WRITTEN PROBLEM — Reproduce every line of the material below word for word, with nothing changed or left out.
──────── RECORDS SHOWN ────────
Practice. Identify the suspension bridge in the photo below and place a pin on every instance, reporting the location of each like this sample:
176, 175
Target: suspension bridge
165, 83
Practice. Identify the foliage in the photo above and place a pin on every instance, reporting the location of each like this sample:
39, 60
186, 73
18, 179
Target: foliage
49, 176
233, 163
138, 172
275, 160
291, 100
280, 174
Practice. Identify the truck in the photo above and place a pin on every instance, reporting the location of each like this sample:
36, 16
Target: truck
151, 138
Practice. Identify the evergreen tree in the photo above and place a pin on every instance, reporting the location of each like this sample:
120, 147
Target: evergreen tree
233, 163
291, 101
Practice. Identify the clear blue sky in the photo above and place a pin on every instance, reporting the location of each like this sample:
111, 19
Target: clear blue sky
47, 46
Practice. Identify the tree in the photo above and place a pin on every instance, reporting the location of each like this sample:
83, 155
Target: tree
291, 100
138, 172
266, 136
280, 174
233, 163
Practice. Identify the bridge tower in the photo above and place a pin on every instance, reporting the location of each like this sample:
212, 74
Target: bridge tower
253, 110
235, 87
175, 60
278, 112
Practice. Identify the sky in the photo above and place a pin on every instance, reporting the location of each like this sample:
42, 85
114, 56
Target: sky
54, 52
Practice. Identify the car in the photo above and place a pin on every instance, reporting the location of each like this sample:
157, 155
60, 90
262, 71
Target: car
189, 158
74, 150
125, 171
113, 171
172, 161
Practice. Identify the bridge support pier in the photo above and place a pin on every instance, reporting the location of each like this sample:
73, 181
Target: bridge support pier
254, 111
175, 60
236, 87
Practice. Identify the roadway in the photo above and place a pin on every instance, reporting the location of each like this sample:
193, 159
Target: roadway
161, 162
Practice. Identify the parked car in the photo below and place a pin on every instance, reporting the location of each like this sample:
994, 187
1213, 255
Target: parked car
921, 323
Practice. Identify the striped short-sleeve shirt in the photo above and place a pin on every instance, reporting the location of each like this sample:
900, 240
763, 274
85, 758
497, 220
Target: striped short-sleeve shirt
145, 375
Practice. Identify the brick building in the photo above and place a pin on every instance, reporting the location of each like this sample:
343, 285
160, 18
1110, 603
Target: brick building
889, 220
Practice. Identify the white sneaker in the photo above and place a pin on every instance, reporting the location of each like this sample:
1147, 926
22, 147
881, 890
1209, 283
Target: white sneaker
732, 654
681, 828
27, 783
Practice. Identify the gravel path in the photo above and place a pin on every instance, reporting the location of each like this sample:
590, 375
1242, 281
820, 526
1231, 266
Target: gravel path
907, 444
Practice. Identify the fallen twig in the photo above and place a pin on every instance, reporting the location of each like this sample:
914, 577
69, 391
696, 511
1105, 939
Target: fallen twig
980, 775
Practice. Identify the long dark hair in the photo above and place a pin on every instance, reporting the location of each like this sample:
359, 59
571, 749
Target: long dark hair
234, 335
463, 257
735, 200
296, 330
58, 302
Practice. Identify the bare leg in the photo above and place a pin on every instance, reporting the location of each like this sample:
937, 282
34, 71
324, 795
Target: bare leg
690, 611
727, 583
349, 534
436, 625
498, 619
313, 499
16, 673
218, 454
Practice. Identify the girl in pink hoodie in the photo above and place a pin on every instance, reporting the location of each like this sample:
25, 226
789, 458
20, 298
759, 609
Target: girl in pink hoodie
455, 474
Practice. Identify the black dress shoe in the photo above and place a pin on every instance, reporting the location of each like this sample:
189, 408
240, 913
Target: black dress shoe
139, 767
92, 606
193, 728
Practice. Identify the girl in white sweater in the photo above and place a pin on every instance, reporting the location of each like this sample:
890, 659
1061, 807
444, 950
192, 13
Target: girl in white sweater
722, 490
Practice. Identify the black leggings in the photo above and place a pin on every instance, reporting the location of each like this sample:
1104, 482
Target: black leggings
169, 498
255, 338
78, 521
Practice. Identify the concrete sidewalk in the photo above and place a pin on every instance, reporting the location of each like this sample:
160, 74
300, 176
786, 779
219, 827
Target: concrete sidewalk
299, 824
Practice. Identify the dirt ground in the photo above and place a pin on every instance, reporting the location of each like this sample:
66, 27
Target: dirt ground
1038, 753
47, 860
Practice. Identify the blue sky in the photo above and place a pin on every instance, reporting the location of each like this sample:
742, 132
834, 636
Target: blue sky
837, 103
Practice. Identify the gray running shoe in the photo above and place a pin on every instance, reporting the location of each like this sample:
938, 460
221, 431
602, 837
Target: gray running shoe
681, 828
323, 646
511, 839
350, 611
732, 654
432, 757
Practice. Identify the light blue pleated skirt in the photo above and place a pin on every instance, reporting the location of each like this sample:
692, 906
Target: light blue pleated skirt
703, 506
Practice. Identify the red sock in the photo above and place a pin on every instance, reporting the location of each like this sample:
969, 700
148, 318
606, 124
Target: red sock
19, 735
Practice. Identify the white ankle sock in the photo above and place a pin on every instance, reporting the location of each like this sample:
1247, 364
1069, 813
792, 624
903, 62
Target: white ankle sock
────────
IN RESPONSE —
Practice. Identify the suspension bridge in the photo below and place a pin on every instance, reporting the location of each like this sample:
176, 175
Target: suspension bridge
165, 83
Practice. Identify the foliage in the photo above and place a pin on every instance, reporting the location of each like this sample:
39, 60
186, 73
18, 179
Target: foliage
49, 176
233, 163
138, 172
275, 160
291, 100
280, 174
Practice. Identify the truck in the photo above and place a pin on every instance, reporting the location of each like this sample:
36, 16
Target: truck
151, 138
Practice. Identify the evergreen tree in the photo above and place a pin on every instance, reporting the location of each like this sample:
120, 147
Target: evergreen tree
233, 163
291, 101
Practice. Identify the clear blue sky in the photo above and place a pin on every instance, reporting the location of each like this sample:
111, 19
Target: clear blue sky
47, 46
Practice. Identify the tree in the photo above and place a pin on every instance, reporting the location of each like this sample:
83, 155
Target: tree
291, 100
138, 172
266, 136
280, 174
233, 163
Practice. Identify the bridge tower in the photo above and place a pin on every instance, reporting the location of each like this sample:
212, 74
Target: bridge tower
253, 110
235, 87
175, 60
278, 112
Practice. Identify the sky in the photo above and place a pin on every instance, reporting the location of each like this sample:
42, 85
114, 56
Target: sky
54, 52
Practice. Identify the car in the photo above and place a pin on every instance, reporting the location of each like this sample:
157, 155
60, 90
262, 71
Target: car
189, 158
74, 150
125, 171
113, 171
172, 161
Practice. Identify the bridge support pier in the photo above and place a pin on every instance, reporting the location of each like this sample:
73, 181
Target: bridge support pier
254, 111
175, 60
236, 87
Practice. Identify the roadway in the photo above and place a pin on every instance, reporting the location of each like this sample:
193, 159
Target: roadway
161, 162
Practice. Identify the parked car in the photo below and place a pin on every instance, reporting the location of each like this sample:
994, 187
1213, 255
Target: parked car
921, 323
Practice. Identify the striped short-sleeve shirt in the photo above and place a pin on every instance, reporting the location of each like this sample:
900, 240
763, 274
85, 758
497, 220
Target: striped short-sleeve shirt
145, 375
Practice. Identify the brick building in the photo above and place a pin on every instance, reporting the location of each like this sample:
343, 285
160, 18
1110, 603
Target: brick building
889, 220
Practice. Identify the white sneaker in the photo above and place a pin on every instance, reporting the location of each like this sample:
1147, 926
22, 147
881, 890
1209, 283
Target: white sneaker
732, 654
681, 828
27, 783
Practice. Identify the gravel path in the photo above and place a pin on every instance, reporting the location of each like this sample:
590, 375
1242, 281
820, 526
1231, 266
Target: gravel path
907, 444
Practice. Identify the fallen twig in the photo above and place a pin on every instance, reporting the location of each like this sample:
914, 577
69, 391
696, 511
1105, 939
Target: fallen twig
980, 775
Practice. Identify the long dark hair in the photo above and place a pin on every instance, reporting the location of each like this sample:
359, 59
571, 749
Target: long dark hair
234, 335
463, 257
735, 200
296, 330
58, 302
Practice. Identify the bare leg in the photo above and place a pin on every instance, reporting the location of each like this sample:
937, 282
34, 71
324, 795
Target: bare leg
690, 611
727, 583
349, 534
436, 625
498, 619
313, 499
16, 673
218, 454
Practice. Identify the girl in pink hoodie in the photo above and place a pin on every instance, reporting the location of each like this sample:
25, 226
789, 458
20, 298
759, 609
Target: girl in pink hoodie
455, 474
Practice. Identify the black dress shoe in the photo above and place a pin on every instance, reporting the location of each like this sample:
189, 408
240, 913
Target: black dress shoe
139, 767
92, 606
193, 728
Practice. Identify the girl in white sweater in the photo above and place a pin on every instance, reporting the location of each like this sample:
890, 659
1061, 807
444, 950
192, 13
Target: girl in white sweater
722, 490
Practice. Identify the black leggings in the photo above and place a pin on every instance, reporting the location of each like this sample:
1104, 482
Target: black leggings
169, 498
255, 338
78, 521
Practice. Identify the concrete sidewalk in the photo above and place a pin on every instance, reporting the location of each like this sample:
160, 74
300, 176
786, 779
219, 827
Target: concrete sidewalk
299, 824
Practice. Identify the dirt ground in the photo above and place a pin on every instance, reporting the location of each like this sample:
66, 27
Target: dirt ground
1038, 753
47, 860
Practice. Identify the blue sky in the photo above and place a pin on every instance, reporting the location of each like this sample:
742, 132
834, 636
Target: blue sky
837, 103
Practice. Identify the gray running shoe in the photo above and place a pin on every instance, reporting the location of each like this sample:
938, 460
221, 431
602, 837
Target: gray running shoe
681, 828
323, 646
511, 839
350, 611
732, 654
432, 757
Practice. Identify the light blue pleated skirt in the photo above and place a pin on every instance, reporting the location of each like this sample:
692, 906
Target: light blue pleated skirt
703, 506
Practice. Identify the red sock in the photo above and place a pin on every instance, reporting the location of each like this sample:
969, 700
148, 318
606, 124
Target: red sock
19, 735
Practice. Identify the white ankle sock in the photo above and place a pin on every instance, reporting the location of each like this sample:
1247, 364
1069, 813
792, 624
903, 62
Target: white ankle sock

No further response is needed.